* begin Exercise inputs *
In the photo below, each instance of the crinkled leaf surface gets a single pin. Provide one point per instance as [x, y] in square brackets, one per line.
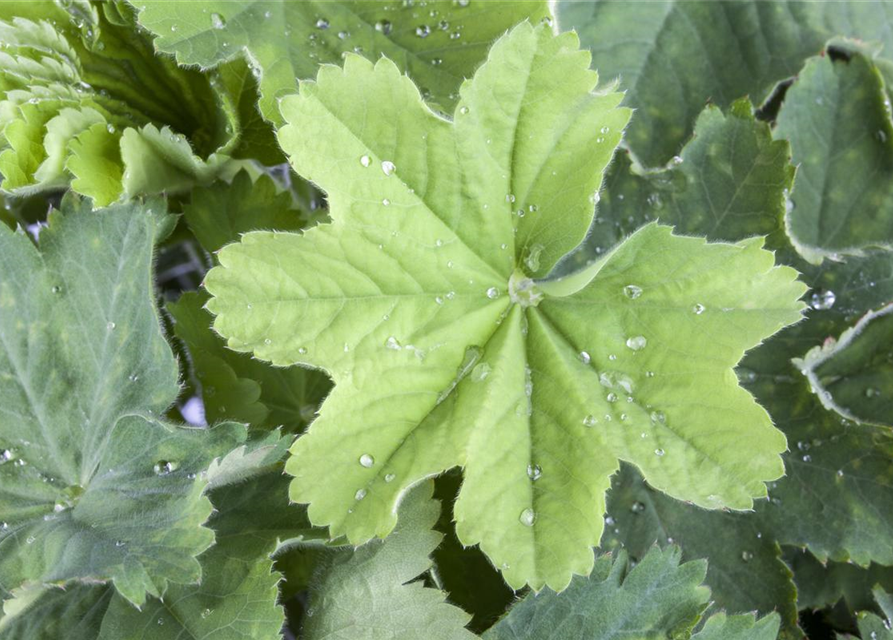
[822, 585]
[728, 183]
[369, 593]
[238, 387]
[94, 485]
[237, 598]
[744, 570]
[657, 598]
[445, 353]
[86, 101]
[854, 374]
[675, 56]
[722, 627]
[837, 117]
[438, 44]
[219, 214]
* end Exercise inputs *
* _Your task_:
Can you extract every line of the items above verbatim, leaving out the pictures?

* _Final result_:
In the photo below, each instance of the crinkled leaf surface gets a single pin. Provide one point per instance as [x, y] in square brackets, one per line.
[822, 585]
[728, 183]
[369, 593]
[238, 387]
[94, 485]
[237, 598]
[744, 570]
[657, 598]
[445, 353]
[86, 101]
[854, 374]
[675, 56]
[722, 627]
[837, 117]
[438, 44]
[219, 214]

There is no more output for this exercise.